После революции, когда началось расказачивание и запрещалось носить казацкую форму, старик надевал традиционную одежду со всеми регалиями и с кинжалом у пояса, демонстративно ходил по площади перед зданием бывшего атаманского правления, перешедшего в руки Совета. Когда пригрозили арестом, надел парадную форму, сказал жене, что ему, родившемуся казаком, положено и умирать казаком. И пошел за сто верст в станицу, где жила одна из его дочерей. Время тогда было бурливо-смутное. Кубань кишела роем банд, разных по величине и политическим окраскам. К дочери дед не пришел. Где и какая смерть его настигла - неизвестно. В одном уверен - он принял смерть не без борьбы.
Ранний интерес к выяснению "кто есть кто" в моем роду можно объяснить и тем, что родился я в разносословной семье - казацкой и иногородней. Революция разделила мою родню по политическим и религиозным убеждениям. Братья отца сперва приняли революцию, но затем были участниками антисоветского мятежа в 1919 году. Братья мамы были последовательными сторонниками революции, среди них имелся даже один большевик. Отец был инвалидом, ни в каких армиях не служил, к политическим и религиозным баталиям относился как-то снисходительно, пытаясь даже примирить приезжавшую к нам на хутор родню из двух лагерей. Мне, уже десяти-одиннадцатилетнему мальчишке, хорошо запомнились приезды гостей, шумные вечерние застолья, острые политические дебаты, охлаждаемые стрельбой из револьверов в потолок. Уже тогда у меня возникали вопросы о родословии казаков и иногородних.
С историей кубанского казачества впервые познакомила меня двоюродная бабушка-казачка, по тому времени грамотная женщина, активная участница каких-то благотворительно-религиозных общин в г. Ейске. Она опекала меня, поступившего в церковно-приходскую школу. В ее изложении действительная история перемежалась с почти фантастическими преданиями. Вечерами она читала повесть Гоголя "Тарас Бульба", предварив примерно следующим вступлением: "Ты, твой отец, дед и прадед родились в станице Старощербиновской, но прапрадеды наши из запорожских казаков, переселенных на Кубань волею царицы Екатерины II. И название станицы перешло сюда из времен давних, из Сечи Запорожской, делившейся на курени и полки. Вот послушай, как Гоголь описывает битву при осаде одного польского города:
"Разделяйся же на три кучи и становись на три дороги перед тремя воротами. Перед главными воротами пять куреней, перед другими по три куреня. Дядькивский и Корсунский курень на заду! Полковник Тарас с полком на засаду! Тытаревский и Тымошевский курень на запас, с правого бока обоза! Щер6иновский и Стебликивский верхний - с левого боку!...
...А запорожцы, и пешие, и конные, выступали на три дороги к трем воротам. Один за другим валили курени: Уманский, Попови чевский, Каневский, Стебликивский, Незамайковский, Гургузив, Тытаревский, Тымошевский. Одного только Переславского не было...".
Из ее пояснений узнал, что в станицах Тимошевской, Каневской Татаревской живут родственники из нашего рода. Она же первая мне рассказала о переселении запорожцев сперва в Причерноморье, а в конце XVIII века на Кубань.

#### ИСХОДНЫЕ ДАННЫЕ:

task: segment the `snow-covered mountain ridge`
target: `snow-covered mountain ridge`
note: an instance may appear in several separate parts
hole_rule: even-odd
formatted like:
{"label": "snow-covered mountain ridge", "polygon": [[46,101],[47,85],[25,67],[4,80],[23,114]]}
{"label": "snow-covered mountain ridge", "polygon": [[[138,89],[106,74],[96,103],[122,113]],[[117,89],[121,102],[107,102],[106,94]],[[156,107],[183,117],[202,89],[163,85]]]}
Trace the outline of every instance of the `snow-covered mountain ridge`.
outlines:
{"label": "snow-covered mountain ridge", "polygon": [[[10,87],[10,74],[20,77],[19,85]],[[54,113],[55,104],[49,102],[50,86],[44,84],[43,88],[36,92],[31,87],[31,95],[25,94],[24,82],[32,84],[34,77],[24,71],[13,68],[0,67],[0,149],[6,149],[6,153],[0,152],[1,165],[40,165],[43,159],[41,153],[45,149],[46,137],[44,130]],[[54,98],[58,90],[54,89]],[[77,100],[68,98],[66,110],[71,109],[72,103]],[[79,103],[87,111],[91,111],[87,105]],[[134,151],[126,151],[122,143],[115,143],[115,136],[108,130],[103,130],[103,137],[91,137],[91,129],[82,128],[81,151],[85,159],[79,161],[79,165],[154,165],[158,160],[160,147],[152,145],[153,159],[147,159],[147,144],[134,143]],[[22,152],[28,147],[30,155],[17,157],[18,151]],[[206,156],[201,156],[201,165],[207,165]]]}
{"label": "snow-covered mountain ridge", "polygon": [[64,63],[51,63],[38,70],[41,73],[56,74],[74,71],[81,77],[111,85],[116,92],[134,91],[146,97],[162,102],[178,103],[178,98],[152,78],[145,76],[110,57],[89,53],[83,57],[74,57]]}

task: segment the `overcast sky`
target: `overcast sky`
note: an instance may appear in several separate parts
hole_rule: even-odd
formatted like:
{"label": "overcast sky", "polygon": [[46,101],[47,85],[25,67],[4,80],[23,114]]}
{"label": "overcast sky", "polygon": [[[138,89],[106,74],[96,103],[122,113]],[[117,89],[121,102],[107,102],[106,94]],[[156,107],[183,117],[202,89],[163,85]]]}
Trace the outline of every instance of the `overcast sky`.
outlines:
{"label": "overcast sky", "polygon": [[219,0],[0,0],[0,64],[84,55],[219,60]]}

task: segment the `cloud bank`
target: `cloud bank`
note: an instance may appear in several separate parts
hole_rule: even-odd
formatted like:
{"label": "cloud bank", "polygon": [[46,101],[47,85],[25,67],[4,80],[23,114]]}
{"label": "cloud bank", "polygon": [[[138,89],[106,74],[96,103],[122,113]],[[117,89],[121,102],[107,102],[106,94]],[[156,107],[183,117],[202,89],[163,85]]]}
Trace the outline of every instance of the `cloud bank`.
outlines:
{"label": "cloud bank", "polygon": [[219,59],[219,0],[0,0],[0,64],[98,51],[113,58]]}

---

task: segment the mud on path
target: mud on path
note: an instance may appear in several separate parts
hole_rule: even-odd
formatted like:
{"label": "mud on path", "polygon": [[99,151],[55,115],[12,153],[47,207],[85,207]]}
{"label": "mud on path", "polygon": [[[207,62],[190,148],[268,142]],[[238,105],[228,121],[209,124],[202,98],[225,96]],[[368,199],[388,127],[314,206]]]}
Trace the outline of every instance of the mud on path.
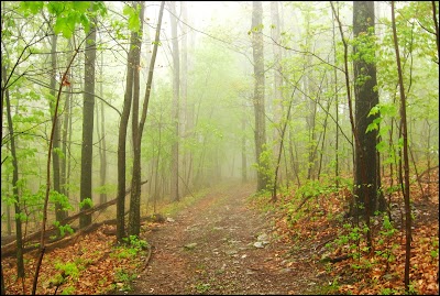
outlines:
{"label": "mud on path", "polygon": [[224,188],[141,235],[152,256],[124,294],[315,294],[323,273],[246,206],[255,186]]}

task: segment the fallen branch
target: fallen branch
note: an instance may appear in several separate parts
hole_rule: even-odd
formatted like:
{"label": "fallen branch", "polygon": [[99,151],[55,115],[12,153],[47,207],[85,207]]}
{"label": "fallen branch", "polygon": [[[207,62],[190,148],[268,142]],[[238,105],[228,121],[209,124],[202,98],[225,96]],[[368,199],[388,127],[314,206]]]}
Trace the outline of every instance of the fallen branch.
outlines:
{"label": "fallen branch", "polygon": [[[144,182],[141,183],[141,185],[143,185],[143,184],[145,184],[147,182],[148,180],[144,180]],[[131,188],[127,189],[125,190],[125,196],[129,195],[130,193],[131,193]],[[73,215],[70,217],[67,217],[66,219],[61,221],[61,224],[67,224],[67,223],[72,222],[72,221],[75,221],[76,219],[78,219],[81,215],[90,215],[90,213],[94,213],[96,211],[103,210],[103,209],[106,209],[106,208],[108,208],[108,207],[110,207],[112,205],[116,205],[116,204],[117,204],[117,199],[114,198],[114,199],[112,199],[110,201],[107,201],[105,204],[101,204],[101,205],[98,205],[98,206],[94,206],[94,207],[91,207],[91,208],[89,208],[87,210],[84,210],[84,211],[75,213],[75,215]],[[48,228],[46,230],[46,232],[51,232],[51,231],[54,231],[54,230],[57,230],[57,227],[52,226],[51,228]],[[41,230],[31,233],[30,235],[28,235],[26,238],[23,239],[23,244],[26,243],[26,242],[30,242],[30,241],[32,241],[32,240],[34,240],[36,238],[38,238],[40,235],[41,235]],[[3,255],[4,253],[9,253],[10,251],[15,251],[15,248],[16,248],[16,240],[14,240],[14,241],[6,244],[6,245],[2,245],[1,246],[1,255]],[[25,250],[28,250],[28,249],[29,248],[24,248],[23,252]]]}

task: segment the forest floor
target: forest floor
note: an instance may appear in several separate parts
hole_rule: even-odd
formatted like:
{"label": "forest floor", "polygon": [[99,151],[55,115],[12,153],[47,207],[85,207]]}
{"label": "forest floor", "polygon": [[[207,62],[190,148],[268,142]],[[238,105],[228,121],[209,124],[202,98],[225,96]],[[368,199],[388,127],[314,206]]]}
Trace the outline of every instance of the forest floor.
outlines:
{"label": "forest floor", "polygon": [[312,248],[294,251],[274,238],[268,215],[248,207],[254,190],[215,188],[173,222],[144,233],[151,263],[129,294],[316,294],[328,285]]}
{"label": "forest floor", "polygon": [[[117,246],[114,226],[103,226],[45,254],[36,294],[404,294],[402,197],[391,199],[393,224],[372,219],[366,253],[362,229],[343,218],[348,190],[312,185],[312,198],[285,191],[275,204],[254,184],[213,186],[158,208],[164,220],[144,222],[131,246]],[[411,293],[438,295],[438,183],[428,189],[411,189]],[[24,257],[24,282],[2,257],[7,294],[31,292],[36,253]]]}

#### ЗАДАНИЕ:
Обновите фрагмент отрывка о казачьем роде между «Ранний интерес к» и «казаков и иногородних.» включительно: перепишите его, поставив «подростку» вместо «мальчишке».

#### ПОЛНОЕ РЕШЕНИЕ:
Ранний интерес к выяснению "кто есть кто" в моем роду можно объяснить и тем, что родился я в разносословной семье - казацкой и иногородней. Революция разделила мою родню по политическим и религиозным убеждениям. Братья отца сперва приняли революцию, но затем были участниками антисоветского мятежа в 1919 году. Братья мамы были последовательными сторонниками революции, среди них имелся даже один большевик. Отец был инвалидом, ни в каких армиях не служил, к политическим и религиозным баталиям относился как-то снисходительно, пытаясь даже примирить приезжавшую к нам на хутор родню из двух лагерей. Мне, уже десяти-одиннадцатилетнему подростку, хорошо запомнились приезды гостей, шумные вечерние застолья, острые политические дебаты, охлаждаемые стрельбой из револьверов в потолок. Уже тогда у меня возникали вопросы о родословии казаков и иногородних.